» WHAT NEEDS TO BE DONE:
Repeat the whole listing exactly as written.

Entries from a pointing dataset:
** START **

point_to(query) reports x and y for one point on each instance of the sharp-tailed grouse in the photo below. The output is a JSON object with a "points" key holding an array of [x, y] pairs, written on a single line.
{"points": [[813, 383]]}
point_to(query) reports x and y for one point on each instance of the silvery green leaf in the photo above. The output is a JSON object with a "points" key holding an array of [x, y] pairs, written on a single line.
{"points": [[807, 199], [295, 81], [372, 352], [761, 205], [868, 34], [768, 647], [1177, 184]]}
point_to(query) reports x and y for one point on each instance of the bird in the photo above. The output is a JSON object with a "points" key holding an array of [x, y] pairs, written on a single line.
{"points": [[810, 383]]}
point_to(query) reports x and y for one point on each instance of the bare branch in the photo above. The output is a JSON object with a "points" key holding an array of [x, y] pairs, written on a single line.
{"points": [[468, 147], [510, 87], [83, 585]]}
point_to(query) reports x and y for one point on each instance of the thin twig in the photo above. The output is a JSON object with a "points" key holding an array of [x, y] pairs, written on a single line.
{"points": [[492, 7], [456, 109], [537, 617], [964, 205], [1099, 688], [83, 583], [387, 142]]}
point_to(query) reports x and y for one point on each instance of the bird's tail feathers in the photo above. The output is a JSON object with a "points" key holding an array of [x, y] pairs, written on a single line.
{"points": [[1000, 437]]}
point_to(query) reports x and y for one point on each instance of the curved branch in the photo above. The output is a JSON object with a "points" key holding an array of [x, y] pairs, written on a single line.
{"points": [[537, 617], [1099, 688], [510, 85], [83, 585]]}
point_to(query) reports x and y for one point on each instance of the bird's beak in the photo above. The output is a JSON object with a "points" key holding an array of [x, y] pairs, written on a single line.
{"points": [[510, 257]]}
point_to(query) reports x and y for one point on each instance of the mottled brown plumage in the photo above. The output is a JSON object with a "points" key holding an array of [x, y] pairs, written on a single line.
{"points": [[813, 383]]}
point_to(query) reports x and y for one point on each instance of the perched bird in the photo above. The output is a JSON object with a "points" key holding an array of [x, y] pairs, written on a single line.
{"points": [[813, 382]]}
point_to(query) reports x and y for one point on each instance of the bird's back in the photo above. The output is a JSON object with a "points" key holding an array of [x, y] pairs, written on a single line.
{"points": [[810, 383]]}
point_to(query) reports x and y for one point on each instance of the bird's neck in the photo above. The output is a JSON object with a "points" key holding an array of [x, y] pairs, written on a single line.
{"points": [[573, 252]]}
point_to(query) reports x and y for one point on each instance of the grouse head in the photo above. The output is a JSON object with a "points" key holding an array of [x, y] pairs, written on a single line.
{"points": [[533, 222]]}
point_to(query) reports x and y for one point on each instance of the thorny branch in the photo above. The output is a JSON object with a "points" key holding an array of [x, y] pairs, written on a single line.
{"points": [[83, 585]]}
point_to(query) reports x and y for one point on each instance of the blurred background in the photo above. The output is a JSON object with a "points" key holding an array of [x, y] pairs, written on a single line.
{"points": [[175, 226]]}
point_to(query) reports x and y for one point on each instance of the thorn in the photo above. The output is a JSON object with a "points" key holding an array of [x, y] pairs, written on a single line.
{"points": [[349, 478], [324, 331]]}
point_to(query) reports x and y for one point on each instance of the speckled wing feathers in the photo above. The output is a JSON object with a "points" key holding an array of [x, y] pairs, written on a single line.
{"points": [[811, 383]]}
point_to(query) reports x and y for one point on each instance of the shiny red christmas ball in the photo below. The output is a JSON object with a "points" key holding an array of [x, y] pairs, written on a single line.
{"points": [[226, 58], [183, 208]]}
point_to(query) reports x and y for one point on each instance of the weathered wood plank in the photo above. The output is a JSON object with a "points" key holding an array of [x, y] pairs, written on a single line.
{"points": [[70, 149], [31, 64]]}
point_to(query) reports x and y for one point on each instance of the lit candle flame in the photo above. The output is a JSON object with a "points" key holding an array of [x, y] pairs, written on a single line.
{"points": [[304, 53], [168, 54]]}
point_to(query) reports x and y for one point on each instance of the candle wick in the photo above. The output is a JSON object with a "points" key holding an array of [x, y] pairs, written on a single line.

** END **

» WORKED SOLUTION:
point_to(query) reports x and y for one point on each instance of the sharp-tailed grouse in the photo below. The output is a JSON object with a "points" key holding an array of [x, y] pairs, written on a single line.
{"points": [[813, 383]]}
point_to(query) reports x and y for one point on each instance of the silvery green leaf in the photo above. The output is a JSON object with a "points" key holding an array of [x, y] pairs, written on a single line.
{"points": [[807, 199], [295, 81], [372, 352], [761, 205], [868, 34], [768, 647], [1177, 184]]}
point_to(query) reports x and y for one point on each instance of the bird in the photo above. The output is a JSON object with a "points" key holding an array of [x, y] pairs, written on a single line.
{"points": [[810, 383]]}
point_to(query) reports x and y for one point on each instance of the bare branch in the photo above. The output is a JSON object with a "points" key holding an array of [x, y] pairs, written on a single line.
{"points": [[468, 147], [510, 87], [83, 585]]}
point_to(query) reports x and y for one point on each instance of the thin twig in the photo above. The output is a JSON object with a "points" key holding an array of [x, y] pairs, written on a single line.
{"points": [[492, 7], [456, 109], [537, 617], [964, 205], [1099, 688], [83, 583], [387, 142]]}
point_to(query) reports x and y for one point on each instance of the bird's tail feathers in the photo above. The output is a JSON object with a "points" key holding an array of [x, y] pairs, written on a single line.
{"points": [[1000, 437]]}
point_to(query) reports x and y for one point on each instance of the curved branch in the photo above. The output is a JSON object with a "points" key holding an array of [x, y] pairs, written on a single line.
{"points": [[537, 617], [1099, 688], [510, 85], [83, 585]]}
point_to(query) reports x and y for one point on each instance of the bird's beak in the photo above. The output is a JSON object with a "points" key holding an array of [x, y] pairs, written on a single line.
{"points": [[510, 257]]}
point_to(query) reports x and y for one point on each instance of the mottled brown plumage in the photo above. The output is a JSON object with a "points" key holding an array of [x, y] pairs, written on a single line.
{"points": [[813, 383]]}
point_to(query) reports x and y for one point on each instance of the perched bird in the photo above. The output is a JSON object with a "points" key holding an array of [x, y] pairs, written on a single line.
{"points": [[813, 382]]}
point_to(query) reports x and y for one point on each instance of the bird's back in the photo above. The output is a JSON object with a "points" key holding an array of [x, y] pairs, written on a single line.
{"points": [[810, 383]]}
point_to(query) reports x and y for one point on each instance of the bird's neck in the photo above. The output is a JSON object with a "points" key holding an array of [x, y] pairs, written on a single line.
{"points": [[573, 252]]}
point_to(query) reports x and y for one point on each instance of the grouse head in the photo above. The output is a JSON object with a "points" key holding an array of [x, y] pairs, written on a single line.
{"points": [[533, 222]]}
point_to(query) reports x and y for one point on each instance of the thorny branch in the photo above. The output is a JSON object with a "points" key holding an array of [x, y] pairs, written on a single line.
{"points": [[83, 585]]}
point_to(query) reports x and y for one point on each instance of the blurred background in the photo above. The output is a JSON object with a "points" key holding an array of [x, y] pairs, written on a single line.
{"points": [[175, 226]]}
point_to(query) reports x and y for one point on each instance of the thorn in the photo above. The output is a JSON object with a "points" key holding an array of [x, y] pairs, written on a single line.
{"points": [[349, 478], [324, 331]]}
point_to(query) reports x and y for one point on each instance of the speckled wing feathers in the photo above. The output is a JSON object with a "points" key holding an array of [x, y] pairs, written on a single line.
{"points": [[811, 383]]}
point_to(query) reports x and y for one point on each instance of the shiny red christmas ball in the photo below. The output is a JSON object with a "points" key holding an array of [x, y] pairs, written on a single line.
{"points": [[226, 58], [183, 208]]}
point_to(query) reports x and y for one point on each instance of the weathered wood plank in the photo above. The output is a JSON object with a "points" key holding an array of [x, y] pairs, written on a single line.
{"points": [[70, 149], [31, 64]]}
point_to(query) reports x and y for one point on each instance of the lit candle flame in the photo above. The output is a JSON object with a "points" key holding an array of [x, y] pairs, written on a single line.
{"points": [[304, 53], [168, 54]]}
point_to(query) reports x and y for one point on each instance of the candle wick in the photo above. The output is a JSON object with a "points" key holding an array of [x, y] pairs, written on a single line.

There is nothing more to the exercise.